Document excerpt –
◇ ◇ ◇

American politician (born 1952)

David Bly (born January 8, 1952, in Dubuque, Iowa) is an American politician and former member of the Minnesota House of Representatives. A member of the Minnesota Democratic–Farmer–Labor Party (DFL), he represented District 20B, which included portions of Le Sueur and Rice counties in the southeastern part of the state. He is also a retired teacher.

==Early career==
Bly is a retired Language Arts and Special Education teacher, having taught in Milan, MN, Faribault Public Schools and at the Northfield Alternative Learning Center and is a longtime resident of Northfield.

He is the author of a booklet called "The Middle Class Amendment" (2008) which advocates for investment in the building blocks of a middle class economy. In 2016, he published "We All Do Better: Economic Priorities for a land of opportunity" available at Itaska books.

==Minnesota House of Representatives==
Bly was first elected in 2006, and was re-elected in 2008. He was unseated by Kelby Woodard in the 2010 election, losing by 37 votes after a recount. He ran for the House again in a new, redrawn seat and was elected in 2012. He was re-elected again in 2014, winning by a margin of 16%.

During his first two terms, Bly was a member of the House Finance subcommittees for the Early Childhood Finance and Policy Division, the Energy Finance and Policy Division, the Higher Education and Workforce Development Finance and Policy Division, and the Housing Finance and Policy and Public Health Finance Division.

Bly's policy interests include creating a fair economy, environmental protection, expanding access to healthcare, and supporting individualized education and applied learning. He has received multiple endorsements from environmental advocacy groups.

◇ ◇ ◇

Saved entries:
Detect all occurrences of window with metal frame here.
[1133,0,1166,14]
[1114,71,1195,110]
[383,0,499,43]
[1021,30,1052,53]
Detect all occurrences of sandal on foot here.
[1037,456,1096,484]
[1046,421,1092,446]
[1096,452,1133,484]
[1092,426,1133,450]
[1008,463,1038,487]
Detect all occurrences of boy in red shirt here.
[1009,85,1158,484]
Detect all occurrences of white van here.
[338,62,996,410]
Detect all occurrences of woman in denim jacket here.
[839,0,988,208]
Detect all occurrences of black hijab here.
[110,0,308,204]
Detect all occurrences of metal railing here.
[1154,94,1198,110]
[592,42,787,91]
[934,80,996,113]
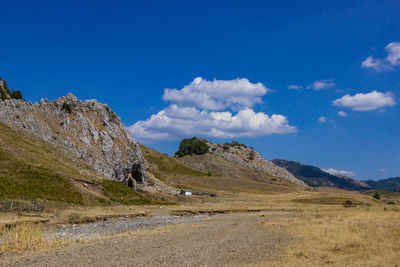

◇ ◇ ◇

Brief –
Please answer these questions using the David Bly profile:
1. In what city and state was Bly born?
2. What was the title of the booklet Bly wrote in 2008?
3. By how many votes did Bly lose the 2010 election?

Solution for this exercise –
1. Dubuque, Iowa
2. "The Middle Class Amendment"
3. 37 votes, after a recount